▶ **STATED TASK A**: List every member of the national selection committee named in the text on field hockey in India.

▶ **TEXT SEGMENT**:

--- --- ---

Field hockey in India refers to two teams, the India men's national field hockey team and the India women's national field hockey team.

In July 2018, Indian state Odisha wrote a letter to Prime Minister Narendra Modi urging him to declare field hockey as the national sport of India. The state government of Odisha has been supporting India's national field hockey team from February 2018 till next five years. The 2018 Men's Hockey World Cup was held in the Odisha capital Bhubaneswar between 28 November and 16 December and culminated with Belgium as World Champions defeating Netherlands in the finals. Field hockey was believed to be India's National sport but this was debunked by the Ministry of Youth Affairs and Sports, which confirmed that it had not declared any sport or game as the national sport.

Management

New Committee (IOA)
The Indian Olympic Association appointed a new five-member national selection committee. This panel will work in conjunction with the International Hockey Federation in managing field hockey in India.
The panel was headed by Aslam Sher Khan, a former MP and former hockey captain and includes Ashok Kumar, Ajit Pal Singh, Zafar Iqbal and Dhanraj Pillay. Aslam Sher Khan has now been replaced by Ajit Pal Singh as the chairman of the national selection committee. Aslam Sher Khan was highly displeased by this decision, though he remained as a selector.

On 30 April 2008, in an interview with India Today, Khan indicated the impact of the 2007 film about the National Women's Hockey Team, Chak De India, on his future strategy by stating that he wants "to create a 'Chak De' effect" within Indian hockey.

National teams

National men's team

The Indian Hockey Team is the national men's hockey team of India. It was the first non-European team to be a part of the International Hockey Federation. In 1928, the team won its first Olympic gold medal. From 1928 to 1956, was the golden period for the Indian Hockey team. The Indian men's team remained unbeaten in the Olympics, gaining six gold medals in a row. The Indian team has won a total of eight gold, one silver and three bronze medals in Olympics.

On 9 March 2008, India lost 2–0 to Britain at Santiago, Chile in the final of one of the three qualifying tournaments for the Beijing Olympics. With only the winner advancing to the 12-team event, the Indian men's team was eliminated from the Beijing Olympics competition. This is the first time that the Indian men's team did not participate in the Olympics since 1928. India finished in 12th place (Last) in the 2012 London Olympics.

--- --- ---

▶ **STATED TASK B**: Switch "Spec" to "Format" everywhere in the listing below, leaving all else unchanged, and omit the pictures from your answer.

--- --- ---

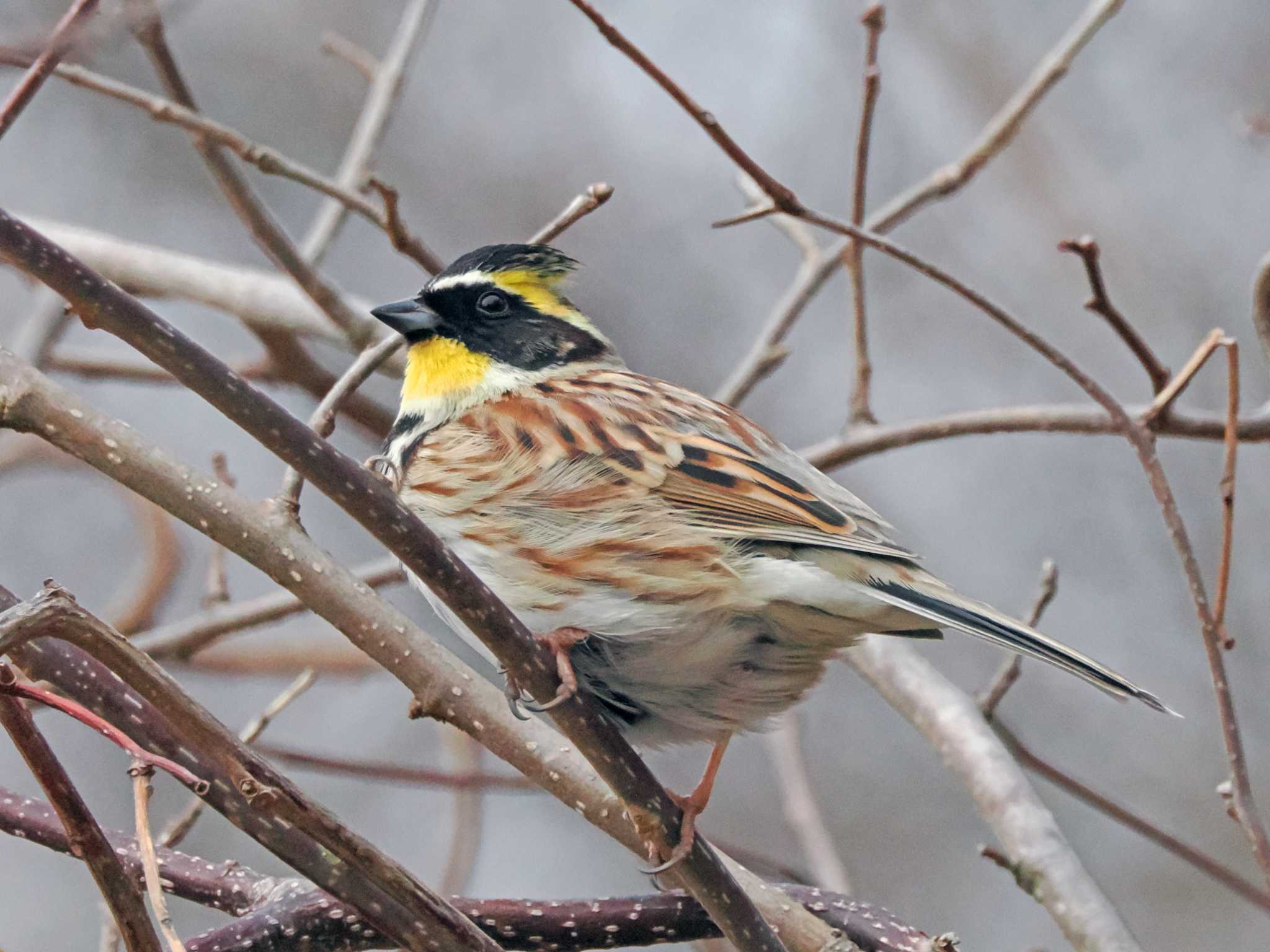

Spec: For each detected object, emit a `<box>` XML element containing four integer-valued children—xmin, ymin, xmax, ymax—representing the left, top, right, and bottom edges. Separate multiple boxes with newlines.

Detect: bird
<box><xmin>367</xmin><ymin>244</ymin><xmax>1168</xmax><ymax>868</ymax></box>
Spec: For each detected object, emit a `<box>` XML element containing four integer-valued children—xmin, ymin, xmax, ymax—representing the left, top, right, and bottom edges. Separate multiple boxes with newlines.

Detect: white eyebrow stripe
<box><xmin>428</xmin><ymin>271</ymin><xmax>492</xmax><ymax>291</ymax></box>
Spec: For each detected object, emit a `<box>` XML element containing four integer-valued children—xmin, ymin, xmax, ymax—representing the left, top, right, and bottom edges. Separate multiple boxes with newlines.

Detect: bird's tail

--- --- ---

▶ **EXERCISE RESULT A**: Aslam Sher Khan, Ashok Kumar, Ajit Pal Singh, Zafar Iqbal, Dhanraj Pillay

▶ **EXERCISE RESULT B**:
Format: For each detected object, emit a `<box>` XML element containing four integer-valued children—xmin, ymin, xmax, ymax—representing the left, top, right, and bottom edges. Separate multiple boxes with newlines.

Detect: bird
<box><xmin>367</xmin><ymin>244</ymin><xmax>1168</xmax><ymax>868</ymax></box>
Format: For each detected object, emit a `<box>` XML element containing four integer-valued children—xmin, ymin, xmax, ymax—representing the left, top, right, and bottom edges. Separate multiple boxes with newlines.

Detect: white eyebrow stripe
<box><xmin>428</xmin><ymin>271</ymin><xmax>492</xmax><ymax>291</ymax></box>
Format: For each detected object, emit a `<box>` XML element containing four integer-valued children—xmin, ymin, xmax, ymax—representing the left, top, right, and bottom edges. Separate multiple boxes with newlines.

Detect: bird's tail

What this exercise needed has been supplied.